▶ _Set of tasks_
**a)** In the pediatric epilepsy program text, how likely is a patient to be seizure-free after surgery when the seizures are caused by a mass or lesion in the brain?
**b)** List every surgical treatment for epilepsy that the pediatric epilepsy program text names.
**c)** Continue the pediatric epilepsy program text from its end.

▶ _Source text_
=== Begin Enclosure ===
Pediatric Epilepsy Program
University of Iowa Stead Family Children's Hospital treats all types of pediatric epilepsy using combinations of the newest anti-epileptic medications and the latest surgical treatments.
Our medical team uses a multidisciplinary approach. Initially, all children undergo a complete evaluation by the pediatric neurology team. Determining the type and causes of the seizures is crucial to determining the best treatment strategy.
If the seizures are caused by a mass or lesion in the brain, the mass or lesion can be surgically removed (resected). With this type of epilepsy, the likelihood of a patient being seizure-free after surgery is very high (up to 80 percent). In other cases, a child may have an epileptic syndrome or seizures on one side of the brain. Surgical treatment in this case may include a hemispherotomy, which is an operation that disconnects one half of the brain (hemisphere) from the other half of the brain without removing it. Other surgical treatments that decrease seizures include corpus callosotomy—cutting the corpus callosum, which is the band of tissues that transmits messages from one side of the brain to the other—and vagus nerve stimulation (implanting a device to generate pulses of electricity to stimulate the vagus nerve, which can decrease seizure frequency.
=== End Enclosure ===
▶ _Data block_
=== Begin Enclosure ===
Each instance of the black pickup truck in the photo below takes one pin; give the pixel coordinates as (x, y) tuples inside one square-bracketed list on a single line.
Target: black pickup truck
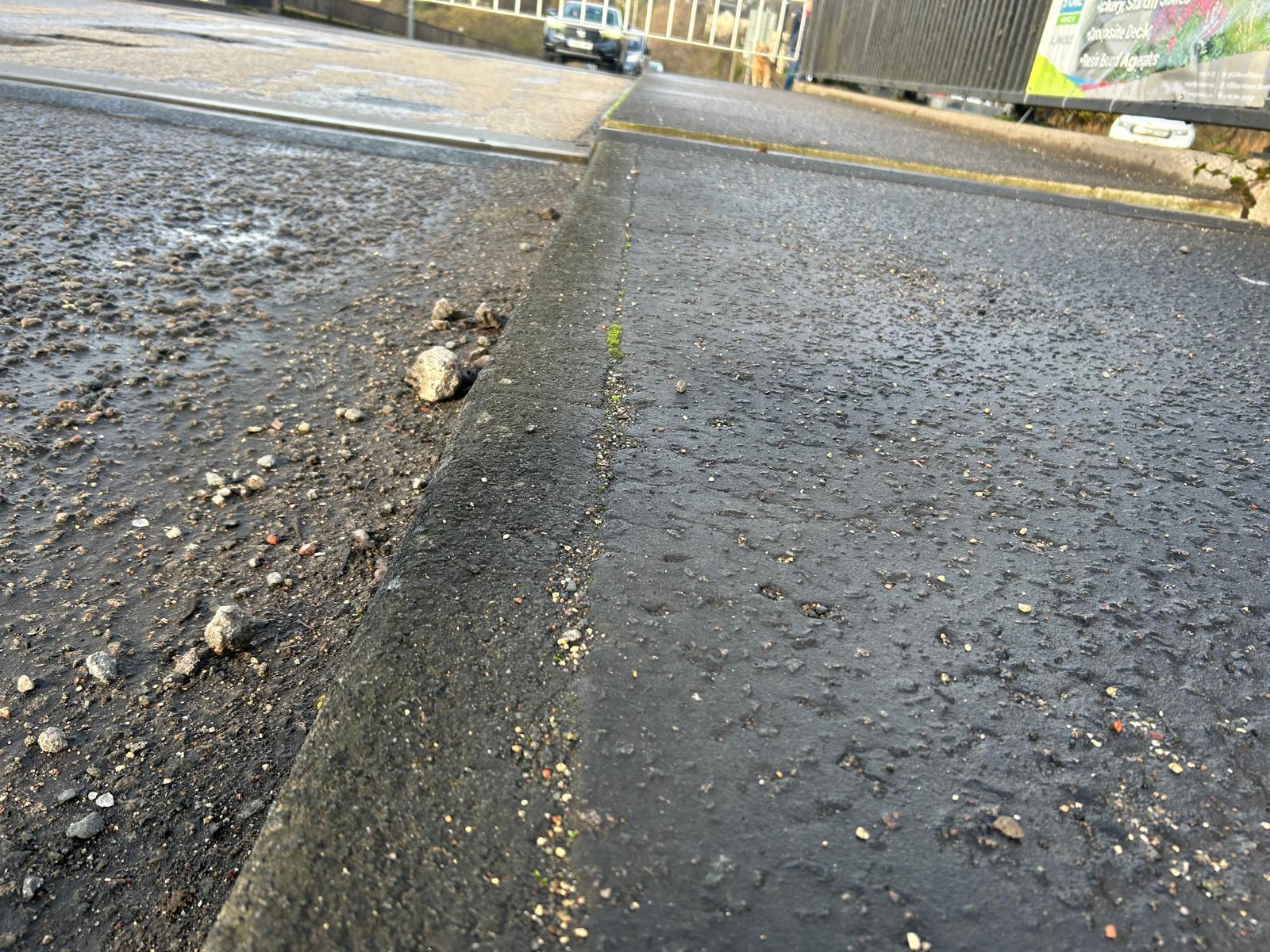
=== End Enclosure ===
▶ _Your responses_
**a)** Very likely: up to 80 percent.

**b)**
- Surgical removal (resection) of a mass or lesion in the brain
- Hemispherotomy
- Corpus callosotomy
- Vagus nerve stimulation

**c)**
Based on an initial evaluation, if the seizures are not caused by a lesion or mass or localized area, they can be treated with antiepileptic drugs (AEDs). In these cases, AEDs are used as the first line of treatment. Approximately 50 percent of children with epilepsy will become seizure-free with their first medication. Another 15 percent will become seizure-free with a second medication. As many as 15 to 30 percent of children with epilepsy will continue to have seizures even after treatment with medication. This is often referred to as uncontrolled, intractable, or refractory epilepsy.
When medication fails to completely prevent seizures, even if it's just one or two seizures every couple of months, children will undergo further evaluation for surgical treatment. Advancements in neurosurgery and neuro-anesthesia have dramatically decreased the risk of undergoing surgery for the treatment of epilepsy. Multiple studies have shown that surgery can allow for many children with epilepsy to be seizure-free. The earlier children with medically refractory epilepsy are evaluated, the sooner we can take steps to treat them properly.
- Learn more about Epilepsy in Young Children: What Is the Treatment from our experts.
Conditions we treat
- Complex partial epilepsy
- Extra-temporal lobe epilepsy
- Hemimegalencephaly
- Lesional epilepsy
- Medically intractable epilepsy
- Post-infectious epilepsy
- Post-stroke epilepsy
- Post-traumatic epilepsy
- Rasmussen’s Encephalitis
- Temporal lobe epilepsy
Surgeries we perform
- Corpus callosotomy – complete and partial
- Extra-temporal lobe resections
- Hemispherotomy, hemispherectomy
- Invasive subdural grid and strip and depth electrode placement for seizure localization
- Lesional resections
- Selective mesial temporal lobe resection (amygdalohippocampectomy)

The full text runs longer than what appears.